Challenge:
Rename "obj" to "target" everywhere it occurs in the rows below, and give all the rows again with nothing else changed.

─── Provided data

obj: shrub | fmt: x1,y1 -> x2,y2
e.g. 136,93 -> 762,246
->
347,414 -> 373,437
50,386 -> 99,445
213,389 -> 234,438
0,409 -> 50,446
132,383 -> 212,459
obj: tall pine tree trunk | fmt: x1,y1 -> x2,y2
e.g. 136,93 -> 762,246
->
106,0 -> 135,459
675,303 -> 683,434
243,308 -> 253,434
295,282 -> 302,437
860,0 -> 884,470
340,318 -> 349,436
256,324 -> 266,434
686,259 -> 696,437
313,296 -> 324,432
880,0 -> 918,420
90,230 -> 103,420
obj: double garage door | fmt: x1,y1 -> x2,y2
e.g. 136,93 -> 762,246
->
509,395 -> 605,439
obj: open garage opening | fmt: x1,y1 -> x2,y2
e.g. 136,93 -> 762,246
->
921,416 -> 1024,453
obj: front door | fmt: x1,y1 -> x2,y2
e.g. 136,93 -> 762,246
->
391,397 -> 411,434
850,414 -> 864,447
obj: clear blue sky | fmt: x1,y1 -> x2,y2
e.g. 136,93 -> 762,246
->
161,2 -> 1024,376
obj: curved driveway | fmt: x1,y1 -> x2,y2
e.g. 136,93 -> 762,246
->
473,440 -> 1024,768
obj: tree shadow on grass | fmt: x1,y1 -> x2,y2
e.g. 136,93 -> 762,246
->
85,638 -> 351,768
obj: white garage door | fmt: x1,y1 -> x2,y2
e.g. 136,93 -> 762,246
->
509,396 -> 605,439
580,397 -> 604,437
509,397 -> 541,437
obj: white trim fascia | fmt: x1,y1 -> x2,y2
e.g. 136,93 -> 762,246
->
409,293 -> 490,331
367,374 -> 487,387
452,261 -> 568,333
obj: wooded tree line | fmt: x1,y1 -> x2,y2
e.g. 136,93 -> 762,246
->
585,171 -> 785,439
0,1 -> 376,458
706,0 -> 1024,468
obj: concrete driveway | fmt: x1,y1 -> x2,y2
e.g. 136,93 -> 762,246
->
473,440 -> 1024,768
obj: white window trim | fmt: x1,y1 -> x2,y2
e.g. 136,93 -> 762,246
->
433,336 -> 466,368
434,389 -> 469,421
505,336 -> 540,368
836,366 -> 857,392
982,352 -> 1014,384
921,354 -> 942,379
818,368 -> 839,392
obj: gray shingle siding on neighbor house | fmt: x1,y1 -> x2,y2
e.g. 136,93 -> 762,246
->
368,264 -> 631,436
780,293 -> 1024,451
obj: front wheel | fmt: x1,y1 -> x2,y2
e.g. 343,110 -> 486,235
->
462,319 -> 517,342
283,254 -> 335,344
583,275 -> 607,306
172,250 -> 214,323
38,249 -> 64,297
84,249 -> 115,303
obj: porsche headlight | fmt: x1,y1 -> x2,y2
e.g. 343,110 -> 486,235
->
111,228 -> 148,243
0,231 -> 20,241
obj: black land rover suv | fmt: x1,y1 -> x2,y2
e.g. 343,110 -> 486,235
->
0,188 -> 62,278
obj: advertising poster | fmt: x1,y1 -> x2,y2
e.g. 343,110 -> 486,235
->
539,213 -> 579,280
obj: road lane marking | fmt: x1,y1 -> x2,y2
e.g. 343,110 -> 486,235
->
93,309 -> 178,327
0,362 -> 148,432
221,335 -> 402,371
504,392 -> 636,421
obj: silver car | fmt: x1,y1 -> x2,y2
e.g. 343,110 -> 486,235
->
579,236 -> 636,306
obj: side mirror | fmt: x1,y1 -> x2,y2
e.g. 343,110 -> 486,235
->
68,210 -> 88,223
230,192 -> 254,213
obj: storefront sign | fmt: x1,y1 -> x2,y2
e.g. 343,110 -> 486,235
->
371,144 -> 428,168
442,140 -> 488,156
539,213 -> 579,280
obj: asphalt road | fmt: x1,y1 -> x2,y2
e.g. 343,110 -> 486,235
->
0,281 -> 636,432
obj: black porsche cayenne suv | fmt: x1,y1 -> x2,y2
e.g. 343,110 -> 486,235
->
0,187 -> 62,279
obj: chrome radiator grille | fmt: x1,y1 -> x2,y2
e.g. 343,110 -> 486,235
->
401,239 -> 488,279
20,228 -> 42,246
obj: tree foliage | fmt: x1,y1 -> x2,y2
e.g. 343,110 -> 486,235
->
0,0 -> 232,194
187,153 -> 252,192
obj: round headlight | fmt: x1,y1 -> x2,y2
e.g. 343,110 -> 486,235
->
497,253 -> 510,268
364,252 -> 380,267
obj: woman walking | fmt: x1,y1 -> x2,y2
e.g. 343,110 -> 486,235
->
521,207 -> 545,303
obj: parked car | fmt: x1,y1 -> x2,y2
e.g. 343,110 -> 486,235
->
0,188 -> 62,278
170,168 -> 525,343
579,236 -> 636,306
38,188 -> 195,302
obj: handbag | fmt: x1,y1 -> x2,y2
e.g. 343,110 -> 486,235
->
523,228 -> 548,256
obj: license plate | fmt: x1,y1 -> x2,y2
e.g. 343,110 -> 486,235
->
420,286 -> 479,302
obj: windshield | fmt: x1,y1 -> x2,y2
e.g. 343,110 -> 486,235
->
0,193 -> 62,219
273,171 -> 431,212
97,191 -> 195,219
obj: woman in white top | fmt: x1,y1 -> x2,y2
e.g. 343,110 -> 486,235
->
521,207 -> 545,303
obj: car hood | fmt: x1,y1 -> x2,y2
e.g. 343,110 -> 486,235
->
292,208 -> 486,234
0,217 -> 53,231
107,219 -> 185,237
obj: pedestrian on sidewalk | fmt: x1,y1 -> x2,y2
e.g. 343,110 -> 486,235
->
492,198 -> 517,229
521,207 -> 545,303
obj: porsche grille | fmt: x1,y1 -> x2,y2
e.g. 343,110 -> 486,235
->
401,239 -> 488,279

──────

Answer for this exercise:
target: shrub | fmt: x1,y1 -> x2,y2
e.g. 136,93 -> 762,246
->
347,414 -> 373,437
50,386 -> 99,445
213,389 -> 234,438
0,409 -> 50,446
132,383 -> 212,459
target: tall pine tree trunk | fmt: x1,y1 -> x2,y2
e.g. 136,93 -> 762,246
->
106,0 -> 135,459
675,303 -> 683,434
243,308 -> 253,434
295,282 -> 302,437
860,0 -> 884,470
340,318 -> 349,436
256,324 -> 266,434
686,259 -> 696,437
313,296 -> 324,432
880,0 -> 918,420
90,230 -> 103,420
target: double garage door | fmt: x1,y1 -> x2,y2
e.g. 136,93 -> 762,246
->
509,395 -> 605,439
target: open garage opening | fmt: x1,y1 -> x2,y2
e.g. 136,93 -> 762,246
->
921,416 -> 1024,453
target: front door | fmt: x1,y1 -> x2,y2
e.g. 136,93 -> 762,246
->
391,397 -> 411,434
850,414 -> 864,447
target: clear blue sky | fmt: x1,y1 -> x2,y2
e.g. 136,93 -> 762,246
->
161,2 -> 1024,376
target: curved driveway | fmt: x1,y1 -> x2,y2
e.g. 136,93 -> 762,246
->
473,440 -> 1024,768
target: tree shadow on grass | fmt: x1,y1 -> x2,y2
e.g. 136,93 -> 762,246
->
85,638 -> 351,768
target: white garage door | fmt: x1,y1 -> x2,y2
e.g. 136,93 -> 762,246
->
509,396 -> 605,439
580,397 -> 604,437
509,397 -> 541,437
target: white trim fascia | fmt: x1,y1 -> x2,y2
e.g. 136,93 -> 762,246
->
409,293 -> 490,331
367,374 -> 487,387
452,261 -> 568,333
target: wooded tree line | fmt: x1,y1 -> x2,y2
e.g. 136,93 -> 762,246
->
585,171 -> 785,439
0,1 -> 376,458
706,0 -> 1024,468
target: concrete driveway | fmt: x1,y1 -> x2,y2
e.g. 136,93 -> 762,246
->
473,440 -> 1024,768
target: white window trim | fmt: x1,y1 -> x2,y2
e.g. 136,93 -> 762,246
->
433,336 -> 466,368
434,389 -> 469,421
505,336 -> 540,368
836,366 -> 857,392
982,352 -> 1014,384
921,354 -> 942,379
818,368 -> 839,392
target: gray shingle siding on neighbor house | fmt: x1,y1 -> x2,y2
e.g. 136,93 -> 762,246
->
368,264 -> 631,436
780,293 -> 1024,451
target: front wheel | fmt: x1,y1 -> x2,y2
e.g. 343,110 -> 486,235
->
462,319 -> 517,342
283,254 -> 335,344
583,275 -> 607,306
172,250 -> 214,323
38,249 -> 64,297
84,249 -> 115,303
target: porsche headlight | fmt: x1,y1 -> x2,y2
e.g. 343,110 -> 486,235
->
111,228 -> 148,243
0,231 -> 20,241
target: black land rover suv | fmt: x1,y1 -> x2,y2
e.g. 343,110 -> 486,235
->
0,188 -> 62,278
target: advertising poster | fmt: x1,y1 -> x2,y2
e.g. 343,110 -> 486,235
->
539,213 -> 579,280
target: road lane marking | fmt: x1,y1 -> x2,y2
e.g. 343,110 -> 486,235
->
93,309 -> 178,327
0,362 -> 148,432
221,335 -> 402,371
504,392 -> 636,421
target: silver car | fmt: x1,y1 -> x2,y2
e.g. 343,110 -> 486,235
->
579,236 -> 636,306
target: side mirror | fmt: x1,y1 -> x2,y2
e.g. 343,110 -> 486,235
->
68,210 -> 88,223
230,192 -> 254,213
target: storefront sign | fmt: x1,y1 -> x2,y2
e.g. 343,110 -> 486,235
->
371,144 -> 428,168
442,140 -> 488,156
539,213 -> 579,280
target: asphalt road | fmt: x1,y1 -> x2,y2
e.g. 343,110 -> 486,235
->
0,281 -> 636,432
target: black porsche cayenne suv | fmt: x1,y1 -> x2,y2
e.g. 343,110 -> 486,235
->
0,187 -> 62,279
target: chrome radiator grille | fmt: x1,y1 -> x2,y2
e.g. 343,110 -> 486,235
->
401,239 -> 488,279
20,228 -> 42,246
target: tree foliage | fmt: x1,y1 -> x2,y2
e.g. 343,110 -> 486,235
->
0,0 -> 232,194
187,153 -> 252,192
target: round headlight | fmt: x1,y1 -> x2,y2
e.g. 343,110 -> 486,235
->
497,253 -> 510,268
364,252 -> 380,267
target: woman walking | fmt: x1,y1 -> x2,y2
e.g. 343,110 -> 486,235
->
521,207 -> 545,303
target: parked car | fmt: x1,y1 -> x2,y2
e.g. 343,110 -> 486,235
->
0,188 -> 62,278
170,168 -> 525,343
579,236 -> 636,306
38,188 -> 195,302
target: handbag | fmt: x1,y1 -> x2,y2
e.g. 343,110 -> 486,235
->
523,228 -> 548,256
target: license plate | fmt: x1,y1 -> x2,y2
e.g. 343,110 -> 486,235
->
420,286 -> 479,302
target: windshield | fmt: x1,y1 -> x2,y2
e.g. 343,110 -> 486,235
->
0,193 -> 62,219
273,171 -> 431,212
97,191 -> 195,219
target: woman in white top | fmt: x1,y1 -> x2,y2
e.g. 343,110 -> 486,235
->
521,207 -> 545,303
target: car hood | fmt: x1,y1 -> x2,y2
e.g. 343,110 -> 486,235
->
292,208 -> 486,234
0,217 -> 53,231
107,219 -> 185,237
target: pedestrian on sidewalk | fmt: x1,y1 -> x2,y2
e.g. 343,110 -> 486,235
->
492,198 -> 517,229
521,207 -> 545,303
target: porsche grille | fmt: x1,y1 -> x2,y2
e.g. 343,110 -> 486,235
->
401,239 -> 488,279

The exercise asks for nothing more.